Kendisine savaşın en önemli olaylarının ve cephelerinin listesini verdik. Zaten
kendisi de konuya tam anlamıyla hâkimdi. Kuşatmanın en önemli olayların
tanıklarını kısa bir süre sonra buldu. Bosna ordusunda savaşmış Saraybosnalı bir
Sırp olan Dragan, Avdo Hüseinović, Esed Muraćević ve Savaş Mağduru Kadınlar
Derneği Başkanı Bakira Hasećić bu konuda bize yardım ettiler. Bir çok savaş
tanığı ile yapılan görüşmeler sonrası bu 10 kişi belirlendi.

Festivalde Uluslararası tepki nasıldı? Türkiye ve dünyada başka nerelerde
gösterilecek?

Filmin dünya prömiyerinin Sarajevo Film Festivali’nde gerçekleştirilmesi bizim
için çok önemliydi. Güzel tepkiler aldık. Birçok ülkeden yapımcılar ve basın
mensupları filme ilgi gösterdi. Filmin uluslararası festivallerde gösterilmesi
için çalışmalarımız devam ediyor.

Anlattığınız hikâyelerin hepsi insanın canını acıtıyor. İçinde sizi en çok
etkileyen bir parça var mı?

Üç çocuğu ve kocası şehit olan Sajme Hamziç: “Şarapnel parçası kocamın
beyinciğine isabet etmiş. Kafatasını parçalamış. Kafasının arkası açılmış beyni
görünüyor, bembeyaz. Afedersiniz, beynin o kısmı beyaz olur.” diyor. “Beynin o
kısmı beyaz olur.” Bu söz, bu bilgi her ne derseniz deyin, beni çok etkiledi.
Bir de üzerine “Biriyle selamlaşacak kadar aklım kalsın diye dua ettim.’’ diyor.
Bu kadın hangi aklı hangi mantığı kullanarak tutunabilir hayata? Hayatını
izlerken görüyoruz ki bu kadın Allah’a sığınmış, hamd ediyor. Olayın ne kadar
mantıklığı olduğu veya o durumda yapılması gerekenin ne olduğu kimin umurunda.
Bu hikâyenin, kahramanını yücelttiği konuma bakar mısınız? Ne kadar gayret bizi
bir hikâyede bu kahramanın eriştiği yere eriştirebilir? Hikâyemiz bir kitap gibi
okunsa, bir film gibi izlense bu karakterin yanında kim oluruz? Herhangi bir
durumda aklımızı ve mantığımızı kullanarak doğru olan kararı vermeye
çalışıyoruz. Ziba Jazic gözleri önünde kocasının boynu kesilmiş, tecavüz mağduru
bir savaş kahramanı. Burada hangi aklı hangi mantığı kullanmak gerekir? Bu
hikâyedeki zulüm modern dünyanın adalet terazisinin ve aklının ürünüdür. Bu
kahramanlar bize, hikâyemizde Güzel’e ulaşmak niyetiyle amel etmeyi öğretti.

■ **Yazılı görev**
Şu üç ifadenin metin alıntısıyla uyuşup uyuşmadığını evet ya da hayır diye belirtin ve her birinde karar veren sözleri metinden tırnak içinde aktarın.
1. Filmin dünya prömiyeri Sarajevo Film Festivali'nde yapıldı.
2. Filmdeki 10 tanık tek bir görüşmeyle belirlendi.
3. Sajme Hamziç'in üç çocuğu ve kocası şehit oldu.

■ **Verilen malzeme**
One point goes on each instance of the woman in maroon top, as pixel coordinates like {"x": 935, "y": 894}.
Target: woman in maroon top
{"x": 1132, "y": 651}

■ **Beklenen cevap**
1. Evet: "Filmin dünya prömiyerinin Sarajevo Film Festivali’nde gerçekleştirilmesi bizim için çok önemliydi."
2. Hayır: "Bir çok savaş tanığı ile yapılan görüşmeler sonrası bu 10 kişi belirlendi."
3. Evet: "Üç çocuğu ve kocası şehit olan Sajme Hamziç"